What to produce: Present the following data again exactly as it is shown.

Data extract:
++++

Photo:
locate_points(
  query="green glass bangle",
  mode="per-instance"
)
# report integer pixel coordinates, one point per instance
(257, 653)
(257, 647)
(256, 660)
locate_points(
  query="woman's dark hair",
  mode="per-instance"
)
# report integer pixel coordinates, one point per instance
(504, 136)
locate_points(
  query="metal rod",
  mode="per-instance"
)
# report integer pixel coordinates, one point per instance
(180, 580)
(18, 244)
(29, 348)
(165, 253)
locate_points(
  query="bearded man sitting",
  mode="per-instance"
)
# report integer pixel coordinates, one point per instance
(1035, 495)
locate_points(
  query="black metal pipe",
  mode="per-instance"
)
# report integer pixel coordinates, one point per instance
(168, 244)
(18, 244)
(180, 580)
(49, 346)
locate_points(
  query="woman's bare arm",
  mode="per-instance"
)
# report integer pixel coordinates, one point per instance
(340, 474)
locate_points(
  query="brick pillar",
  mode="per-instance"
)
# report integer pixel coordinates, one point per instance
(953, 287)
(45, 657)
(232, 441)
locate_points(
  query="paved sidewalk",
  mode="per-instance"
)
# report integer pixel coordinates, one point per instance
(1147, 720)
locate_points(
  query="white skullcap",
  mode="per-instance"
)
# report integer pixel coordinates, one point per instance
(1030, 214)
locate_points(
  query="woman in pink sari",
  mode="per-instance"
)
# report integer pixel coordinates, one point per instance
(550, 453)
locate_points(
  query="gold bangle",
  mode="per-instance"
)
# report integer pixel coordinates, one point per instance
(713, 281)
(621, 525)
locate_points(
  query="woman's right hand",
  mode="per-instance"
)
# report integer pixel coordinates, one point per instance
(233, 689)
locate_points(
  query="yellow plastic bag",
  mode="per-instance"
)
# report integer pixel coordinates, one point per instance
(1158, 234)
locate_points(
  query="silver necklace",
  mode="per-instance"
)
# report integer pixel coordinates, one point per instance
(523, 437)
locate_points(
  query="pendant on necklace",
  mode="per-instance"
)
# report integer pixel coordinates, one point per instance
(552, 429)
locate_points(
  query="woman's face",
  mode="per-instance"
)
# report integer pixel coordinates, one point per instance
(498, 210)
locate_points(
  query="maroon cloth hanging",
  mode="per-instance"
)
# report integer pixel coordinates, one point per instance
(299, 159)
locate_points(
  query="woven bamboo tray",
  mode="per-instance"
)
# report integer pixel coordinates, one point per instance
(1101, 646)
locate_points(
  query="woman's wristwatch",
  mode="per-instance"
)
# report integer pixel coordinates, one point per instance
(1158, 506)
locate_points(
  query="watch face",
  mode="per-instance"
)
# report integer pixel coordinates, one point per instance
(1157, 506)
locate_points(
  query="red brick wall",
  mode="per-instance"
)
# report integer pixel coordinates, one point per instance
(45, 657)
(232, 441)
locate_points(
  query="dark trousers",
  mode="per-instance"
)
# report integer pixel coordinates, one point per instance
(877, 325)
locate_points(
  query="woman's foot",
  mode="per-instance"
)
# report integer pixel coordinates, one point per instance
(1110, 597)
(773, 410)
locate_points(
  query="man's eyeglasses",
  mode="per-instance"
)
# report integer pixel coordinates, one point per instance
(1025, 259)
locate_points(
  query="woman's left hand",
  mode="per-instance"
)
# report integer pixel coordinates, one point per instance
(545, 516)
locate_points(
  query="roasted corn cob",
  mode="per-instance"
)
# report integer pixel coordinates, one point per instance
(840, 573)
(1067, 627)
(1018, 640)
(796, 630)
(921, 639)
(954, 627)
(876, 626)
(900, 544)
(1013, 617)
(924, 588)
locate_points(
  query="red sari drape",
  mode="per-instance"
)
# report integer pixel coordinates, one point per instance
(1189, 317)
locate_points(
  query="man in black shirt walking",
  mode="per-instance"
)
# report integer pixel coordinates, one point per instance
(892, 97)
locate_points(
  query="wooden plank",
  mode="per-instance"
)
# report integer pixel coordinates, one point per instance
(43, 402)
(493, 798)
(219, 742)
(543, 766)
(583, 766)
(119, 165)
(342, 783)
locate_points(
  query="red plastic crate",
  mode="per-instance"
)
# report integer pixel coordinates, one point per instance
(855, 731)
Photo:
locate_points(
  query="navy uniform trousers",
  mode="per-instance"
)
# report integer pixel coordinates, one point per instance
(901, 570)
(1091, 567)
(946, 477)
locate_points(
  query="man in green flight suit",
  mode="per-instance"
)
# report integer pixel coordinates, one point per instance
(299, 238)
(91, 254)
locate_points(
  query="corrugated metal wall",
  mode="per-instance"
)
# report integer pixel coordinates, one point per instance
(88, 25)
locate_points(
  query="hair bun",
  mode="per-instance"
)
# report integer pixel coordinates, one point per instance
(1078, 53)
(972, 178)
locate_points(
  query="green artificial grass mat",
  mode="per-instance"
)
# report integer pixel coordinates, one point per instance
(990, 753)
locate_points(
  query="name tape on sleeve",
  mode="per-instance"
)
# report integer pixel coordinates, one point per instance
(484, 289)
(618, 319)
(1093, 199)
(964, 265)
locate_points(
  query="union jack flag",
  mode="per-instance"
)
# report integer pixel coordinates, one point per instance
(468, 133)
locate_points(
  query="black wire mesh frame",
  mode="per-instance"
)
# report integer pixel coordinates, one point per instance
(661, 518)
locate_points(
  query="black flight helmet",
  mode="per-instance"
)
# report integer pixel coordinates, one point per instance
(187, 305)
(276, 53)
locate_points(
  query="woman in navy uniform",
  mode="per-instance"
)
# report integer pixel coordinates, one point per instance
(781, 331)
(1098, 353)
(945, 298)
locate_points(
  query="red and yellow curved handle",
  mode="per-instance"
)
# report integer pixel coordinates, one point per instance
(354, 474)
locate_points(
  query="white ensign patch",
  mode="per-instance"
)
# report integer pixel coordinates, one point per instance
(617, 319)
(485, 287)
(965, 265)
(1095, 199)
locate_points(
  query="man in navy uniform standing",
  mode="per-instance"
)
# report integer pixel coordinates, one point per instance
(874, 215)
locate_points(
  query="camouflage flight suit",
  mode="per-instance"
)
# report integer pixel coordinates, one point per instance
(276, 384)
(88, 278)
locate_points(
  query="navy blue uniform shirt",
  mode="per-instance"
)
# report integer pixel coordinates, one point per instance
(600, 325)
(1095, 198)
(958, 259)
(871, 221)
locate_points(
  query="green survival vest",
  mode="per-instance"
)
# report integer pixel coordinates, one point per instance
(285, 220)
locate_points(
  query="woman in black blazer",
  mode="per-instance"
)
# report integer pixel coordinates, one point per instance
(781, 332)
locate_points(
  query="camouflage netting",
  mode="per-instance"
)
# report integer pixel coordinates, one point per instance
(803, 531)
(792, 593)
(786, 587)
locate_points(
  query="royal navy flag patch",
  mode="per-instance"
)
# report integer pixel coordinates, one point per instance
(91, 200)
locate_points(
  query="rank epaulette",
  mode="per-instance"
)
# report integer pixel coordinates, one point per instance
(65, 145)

++++

Finished exercise:
Photo:
locate_points(
  query="green glass bangle",
  mode="per-instance"
)
# report integer pixel coordinates, one point per instance
(257, 653)
(257, 647)
(256, 660)
locate_points(
  query="woman's dark hair",
  mode="per-instance"
)
# report integer pixel coordinates, one point per instance
(504, 136)
locate_points(
  query="metal rod",
  mode="per-instance"
)
# report integer pixel coordinates, one point per instance
(180, 580)
(18, 244)
(29, 348)
(165, 253)
locate_points(
  query="bearded man sitting",
  mode="per-instance"
)
# report integer pixel coordinates, one point per instance
(1035, 495)
locate_points(
  query="black metal pipe",
  mode="per-instance"
)
# report integer pixel coordinates, one point per instance
(168, 244)
(18, 244)
(180, 580)
(49, 346)
locate_points(
  query="woman's bare arm",
  mode="per-instance"
)
# report integer pixel coordinates, one point per instance
(340, 474)
locate_points(
  query="brick pillar",
  mode="per-instance"
)
# report integer pixel coordinates, one point per instance
(953, 287)
(45, 657)
(232, 441)
locate_points(
  query="paved sidewalk",
  mode="per-instance"
)
# report integer pixel coordinates, one point per instance
(1147, 720)
locate_points(
  query="white skullcap",
  mode="per-instance"
)
# report integer pixel coordinates, one point per instance
(1030, 214)
locate_points(
  query="woman in pink sari",
  mode="per-instance"
)
# report integer pixel coordinates, one point per instance
(550, 453)
locate_points(
  query="gold bangle",
  mode="per-instance"
)
# report integer pixel coordinates, one point per instance
(713, 281)
(621, 525)
locate_points(
  query="woman's right hand",
  mode="per-instance"
)
# report integer pixel coordinates, one point per instance
(233, 689)
locate_points(
  query="yellow plastic bag",
  mode="per-instance"
)
# report integer pixel coordinates, one point per instance
(1158, 234)
locate_points(
  query="silver necklace",
  mode="per-instance"
)
# report integer pixel coordinates, one point per instance
(523, 437)
locate_points(
  query="pendant on necklace",
  mode="per-instance"
)
# report integer pixel coordinates, one point per instance
(552, 429)
locate_points(
  query="woman's face",
  mode="per-instance"
)
# report integer pixel coordinates, one point per instance
(498, 210)
locate_points(
  query="maroon cloth hanging",
  mode="per-instance"
)
# report integer pixel coordinates, one point per instance
(299, 159)
locate_points(
  query="woven bamboo tray",
  mode="per-instance"
)
# report integer pixel coordinates, one point per instance
(1101, 646)
locate_points(
  query="woman's wristwatch",
  mode="per-instance"
)
# report integer pixel coordinates, one point per instance
(1158, 506)
locate_points(
  query="watch face",
  mode="per-instance"
)
# report integer pixel coordinates, one point per instance
(1157, 506)
locate_points(
  query="red brick wall",
  mode="per-instance"
)
# report integer pixel coordinates, one point per instance
(45, 657)
(232, 441)
locate_points(
  query="dark trousers",
  mode="per-instance"
)
# report integer pixel coordinates, one point per instance
(877, 325)
locate_points(
  query="woman's foot",
  mode="per-instance"
)
# report integer pixel coordinates, one point per instance
(1110, 597)
(773, 410)
locate_points(
  query="man's eyeglasses",
  mode="per-instance"
)
# report integer pixel coordinates, one point per instance
(1025, 259)
locate_points(
  query="woman's left hand",
  mode="per-instance"
)
# report integer pixel coordinates, one point per instance
(545, 516)
locate_points(
  query="roasted corn cob",
  mode="per-instance"
)
# report integer pixel coordinates, one point per instance
(840, 573)
(1067, 627)
(1018, 640)
(796, 630)
(921, 639)
(954, 627)
(876, 626)
(900, 544)
(1013, 617)
(924, 588)
locate_points(
  query="red sari drape",
  mode="per-instance"
)
# report integer pixel coordinates, one point per instance
(1189, 317)
locate_points(
  query="man in black shirt walking",
  mode="per-instance"
)
# report integer pixel coordinates, one point per instance
(892, 97)
locate_points(
  query="wooden plank",
  mode="per-instance"
)
# report integer pixel coordinates, one point per instance
(43, 402)
(493, 798)
(219, 742)
(543, 766)
(583, 766)
(119, 165)
(342, 783)
locate_points(
  query="red plastic crate",
  mode="per-instance"
)
# report integer pixel coordinates, one point per instance
(855, 731)
Photo:
locate_points(
  query="navy uniform trousers",
  mode="per-instance"
)
# report integer pixel coordinates, one point per instance
(901, 570)
(1091, 567)
(946, 477)
locate_points(
  query="man in green flight suit",
  mode="per-instance"
)
# report integer pixel coordinates, one point per instance
(299, 238)
(91, 254)
locate_points(
  query="corrugated metal wall",
  mode="per-instance"
)
# report integer pixel coordinates, one point per instance
(88, 25)
locate_points(
  query="hair bun",
  mode="per-instance"
)
# report integer pixel coordinates, one point per instance
(1078, 53)
(972, 178)
locate_points(
  query="green artificial grass mat",
  mode="per-instance"
)
# report integer pixel coordinates, one point per instance
(990, 753)
locate_points(
  query="name tape on sleeve",
  mode="per-instance"
)
# report integer pixel coordinates, one point per instance
(484, 289)
(618, 319)
(1093, 199)
(964, 265)
locate_points(
  query="union jack flag",
  mode="per-instance"
)
# report integer pixel coordinates, one point per instance
(468, 133)
locate_points(
  query="black wire mesh frame",
  mode="per-instance"
)
# report integer pixel coordinates, one point per instance
(661, 518)
locate_points(
  query="black flight helmet",
  mode="per-instance"
)
# report integer pixel coordinates, one point per instance
(187, 305)
(276, 53)
locate_points(
  query="woman in navy uniform",
  mode="per-instance"
)
# report integer pixel coordinates, one point per instance
(781, 331)
(1098, 353)
(945, 298)
locate_points(
  query="red and yellow curved handle",
  mode="per-instance"
)
# report integer pixel coordinates, one point per instance
(354, 474)
locate_points(
  query="white ensign patch",
  mode="per-instance"
)
# report integer pixel coordinates, one point per instance
(617, 319)
(485, 287)
(965, 265)
(1095, 199)
locate_points(
  query="man in navy uniform standing",
  mode="per-instance"
)
# report integer pixel coordinates, one point per instance
(874, 215)
locate_points(
  query="camouflage flight suit",
  mode="per-instance"
)
# report integer pixel coordinates, one point per instance
(276, 384)
(88, 278)
locate_points(
  query="navy blue uniform shirt",
  mode="per-instance"
)
# report integer pixel coordinates, one point per instance
(600, 325)
(1095, 198)
(958, 259)
(871, 221)
locate_points(
  query="green survival vest",
  mode="per-instance"
)
# report integer pixel coordinates, one point per instance
(285, 220)
locate_points(
  query="woman in black blazer",
  mode="per-instance"
)
# report integer pixel coordinates, one point per instance
(781, 332)
locate_points(
  query="camouflage netting",
  mode="per-instance"
)
# report integer pixel coordinates, one point per instance
(803, 531)
(792, 593)
(786, 587)
locate_points(
  query="royal navy flag patch",
  mode="per-instance"
)
# report integer pixel coordinates, one point per instance
(91, 200)
locate_points(
  query="rank epaulette",
  mode="per-instance"
)
# report integer pixel coordinates, one point per instance
(65, 145)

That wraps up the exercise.